## What is expected
Look through the records below for the line with "[indicate] the potted" and the line with "[indicate] the large", then return those lines and all lines between, exactly.

## Data to use
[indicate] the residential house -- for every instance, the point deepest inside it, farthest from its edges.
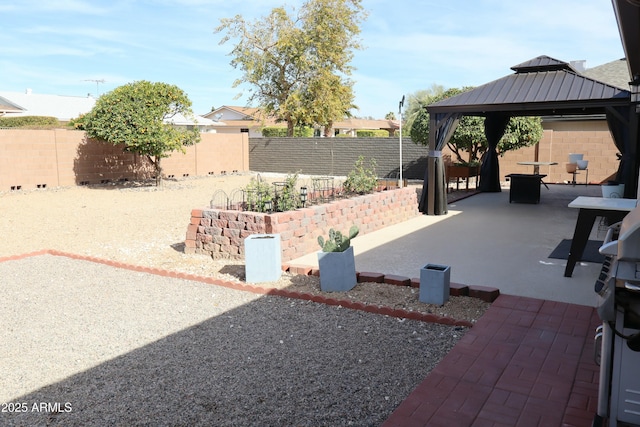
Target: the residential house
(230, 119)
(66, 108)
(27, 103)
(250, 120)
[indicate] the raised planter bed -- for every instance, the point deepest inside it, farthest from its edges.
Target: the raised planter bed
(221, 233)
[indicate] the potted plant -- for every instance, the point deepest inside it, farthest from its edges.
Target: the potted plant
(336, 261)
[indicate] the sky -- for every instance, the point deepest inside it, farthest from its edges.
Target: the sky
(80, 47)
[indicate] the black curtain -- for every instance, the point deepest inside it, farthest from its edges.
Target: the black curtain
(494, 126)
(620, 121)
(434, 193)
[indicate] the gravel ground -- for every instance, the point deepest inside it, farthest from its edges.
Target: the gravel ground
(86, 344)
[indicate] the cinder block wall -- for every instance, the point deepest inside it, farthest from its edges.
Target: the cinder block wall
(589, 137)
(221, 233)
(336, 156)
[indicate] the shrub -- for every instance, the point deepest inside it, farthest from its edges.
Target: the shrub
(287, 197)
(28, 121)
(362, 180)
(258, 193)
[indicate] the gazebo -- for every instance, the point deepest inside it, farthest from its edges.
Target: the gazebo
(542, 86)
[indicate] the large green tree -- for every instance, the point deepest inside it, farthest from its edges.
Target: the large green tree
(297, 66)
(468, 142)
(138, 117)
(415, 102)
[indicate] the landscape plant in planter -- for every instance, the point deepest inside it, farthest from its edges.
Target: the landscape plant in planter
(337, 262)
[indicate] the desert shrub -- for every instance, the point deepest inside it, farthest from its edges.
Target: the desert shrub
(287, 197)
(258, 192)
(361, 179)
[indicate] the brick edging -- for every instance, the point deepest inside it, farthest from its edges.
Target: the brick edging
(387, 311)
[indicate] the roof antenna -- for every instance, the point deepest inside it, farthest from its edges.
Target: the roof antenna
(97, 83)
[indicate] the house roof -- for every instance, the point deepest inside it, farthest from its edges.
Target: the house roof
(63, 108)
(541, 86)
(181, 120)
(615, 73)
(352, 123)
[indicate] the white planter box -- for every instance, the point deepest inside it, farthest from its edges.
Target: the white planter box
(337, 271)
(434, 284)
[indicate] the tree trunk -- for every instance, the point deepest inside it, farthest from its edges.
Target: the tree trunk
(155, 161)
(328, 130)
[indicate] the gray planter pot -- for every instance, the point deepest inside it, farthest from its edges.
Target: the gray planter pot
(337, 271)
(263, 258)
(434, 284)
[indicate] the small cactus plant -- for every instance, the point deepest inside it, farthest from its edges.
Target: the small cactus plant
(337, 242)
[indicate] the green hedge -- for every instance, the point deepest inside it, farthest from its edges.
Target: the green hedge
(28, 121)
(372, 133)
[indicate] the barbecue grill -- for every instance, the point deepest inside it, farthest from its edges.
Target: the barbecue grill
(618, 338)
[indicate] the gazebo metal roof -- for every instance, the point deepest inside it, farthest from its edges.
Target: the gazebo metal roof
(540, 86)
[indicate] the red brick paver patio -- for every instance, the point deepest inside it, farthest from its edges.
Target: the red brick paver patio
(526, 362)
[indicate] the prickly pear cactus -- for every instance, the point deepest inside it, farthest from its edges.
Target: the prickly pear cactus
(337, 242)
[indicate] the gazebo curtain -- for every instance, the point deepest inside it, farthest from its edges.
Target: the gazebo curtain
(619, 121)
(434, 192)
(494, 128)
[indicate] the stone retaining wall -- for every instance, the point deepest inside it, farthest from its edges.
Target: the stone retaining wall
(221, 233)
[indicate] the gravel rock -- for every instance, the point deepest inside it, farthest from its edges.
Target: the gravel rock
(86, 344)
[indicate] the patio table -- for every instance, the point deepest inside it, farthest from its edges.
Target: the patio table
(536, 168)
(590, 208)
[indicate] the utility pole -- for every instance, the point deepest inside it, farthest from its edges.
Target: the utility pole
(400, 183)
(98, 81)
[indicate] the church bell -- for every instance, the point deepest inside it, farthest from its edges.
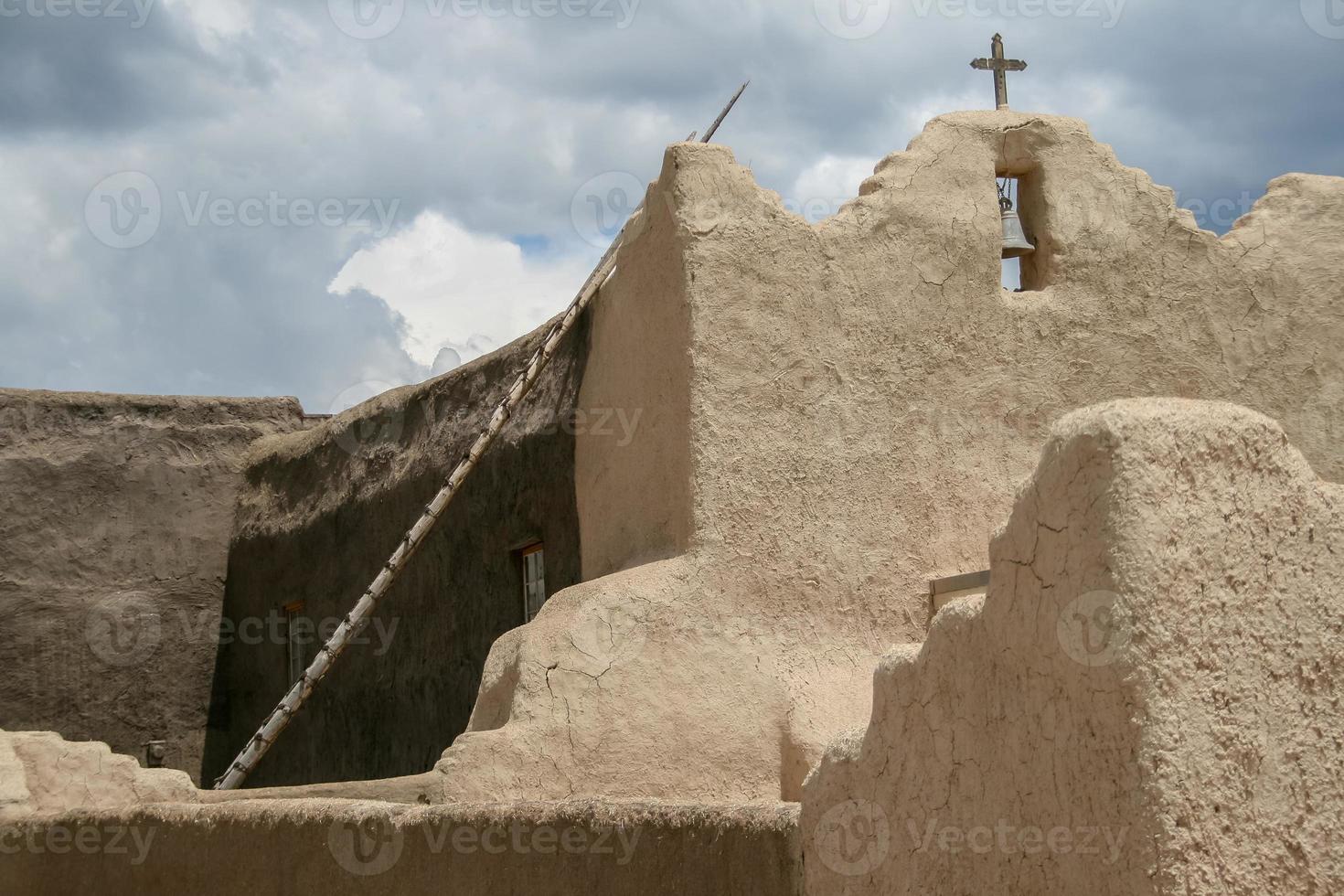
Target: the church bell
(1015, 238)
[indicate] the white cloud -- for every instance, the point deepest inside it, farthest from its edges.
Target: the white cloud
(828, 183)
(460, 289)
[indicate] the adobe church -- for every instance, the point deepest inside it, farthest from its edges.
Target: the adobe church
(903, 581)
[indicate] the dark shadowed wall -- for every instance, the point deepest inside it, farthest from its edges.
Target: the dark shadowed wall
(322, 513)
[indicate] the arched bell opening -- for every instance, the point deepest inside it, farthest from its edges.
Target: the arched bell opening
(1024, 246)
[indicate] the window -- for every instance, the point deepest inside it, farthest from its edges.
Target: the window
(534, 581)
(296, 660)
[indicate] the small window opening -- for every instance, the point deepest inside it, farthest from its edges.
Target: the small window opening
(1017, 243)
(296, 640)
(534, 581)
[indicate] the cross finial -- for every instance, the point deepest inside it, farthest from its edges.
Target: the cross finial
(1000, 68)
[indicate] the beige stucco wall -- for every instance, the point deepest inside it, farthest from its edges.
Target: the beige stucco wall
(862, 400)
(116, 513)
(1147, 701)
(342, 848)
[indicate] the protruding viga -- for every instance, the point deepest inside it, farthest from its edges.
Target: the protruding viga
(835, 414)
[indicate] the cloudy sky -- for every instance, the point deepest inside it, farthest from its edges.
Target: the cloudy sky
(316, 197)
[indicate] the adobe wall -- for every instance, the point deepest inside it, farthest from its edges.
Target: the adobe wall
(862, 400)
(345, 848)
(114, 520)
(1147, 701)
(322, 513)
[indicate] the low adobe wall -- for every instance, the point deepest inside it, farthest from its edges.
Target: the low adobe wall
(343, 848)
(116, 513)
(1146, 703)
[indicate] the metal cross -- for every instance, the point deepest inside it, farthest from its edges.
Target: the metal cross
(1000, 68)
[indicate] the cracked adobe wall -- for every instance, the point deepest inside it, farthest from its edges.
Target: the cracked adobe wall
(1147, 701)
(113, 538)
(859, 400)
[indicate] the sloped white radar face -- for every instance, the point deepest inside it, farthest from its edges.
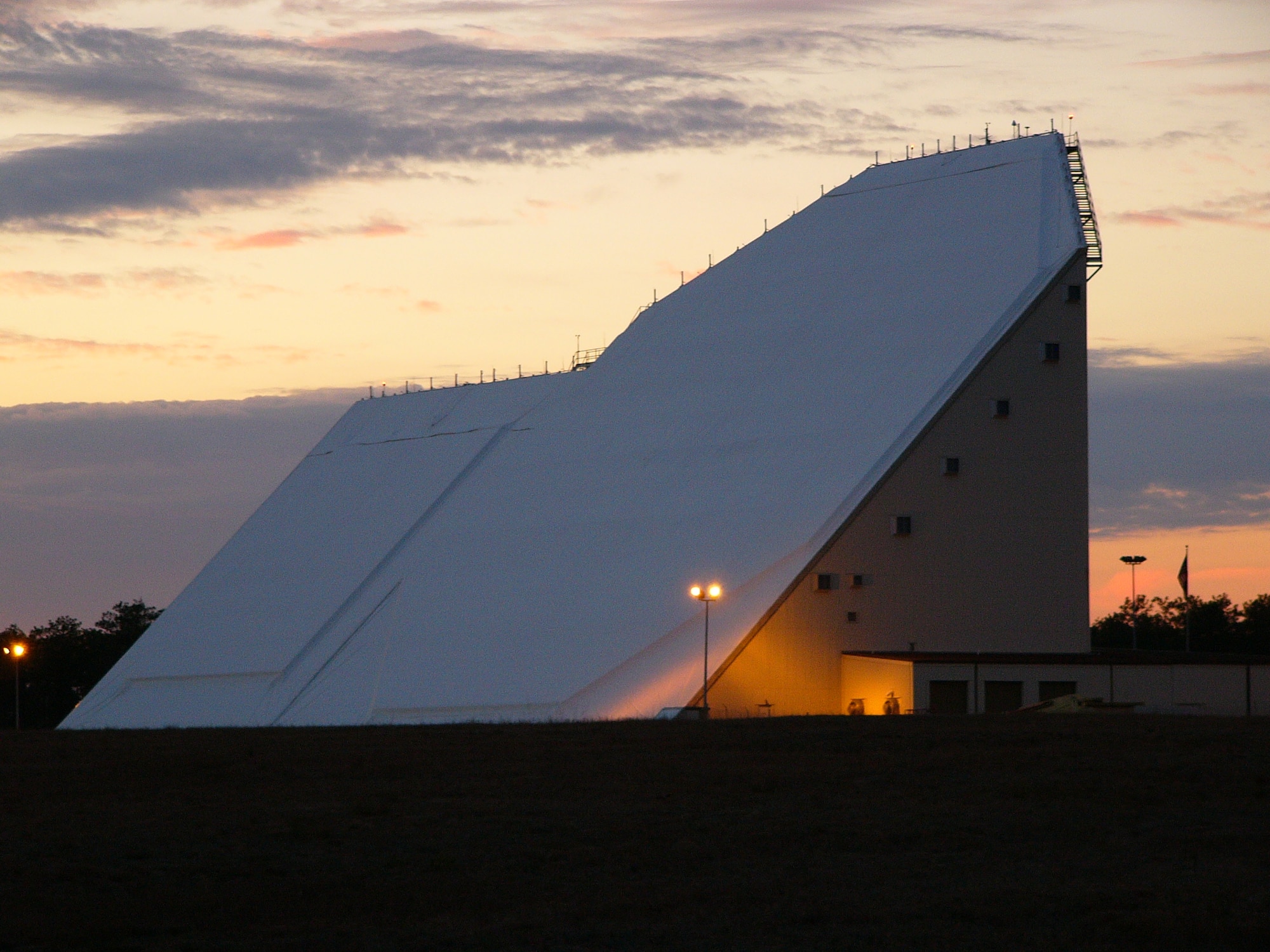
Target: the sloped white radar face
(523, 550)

## Result of the task
[indicate] the potted plant -- for every instance, the point deepest inside it, farthest from its edges.
Target: the potted plant
(336, 261)
[indicate] the sky -- for every instance, the point deepest inside it, farthest from its edges.
Target: the sky
(80, 47)
[indicate] the black curtain -- for every instance, the point deepest inside it, farthest from its edges.
Target: the black curtain
(494, 126)
(620, 121)
(434, 193)
[indicate] the gravel ground -- for every instance, the point deepest inside it, farthest from its edges.
Target: the gravel ground
(86, 344)
[indicate] the cinder block wall -- for every instance, the point deepest inside it, farthest from its edges.
Target: the cinder block wall
(589, 137)
(221, 233)
(336, 156)
[indicate] the shrub -- for every instance, the point deepest inside it, farthest from its edges.
Target: the shrub
(287, 197)
(28, 121)
(362, 180)
(258, 193)
[indicate] the gazebo -- for every instance, the point deepest inside it, farthest from its edges.
Target: the gazebo
(542, 86)
[indicate] the large green tree -- for every instance, the point deepest inside it, farthest from its edges.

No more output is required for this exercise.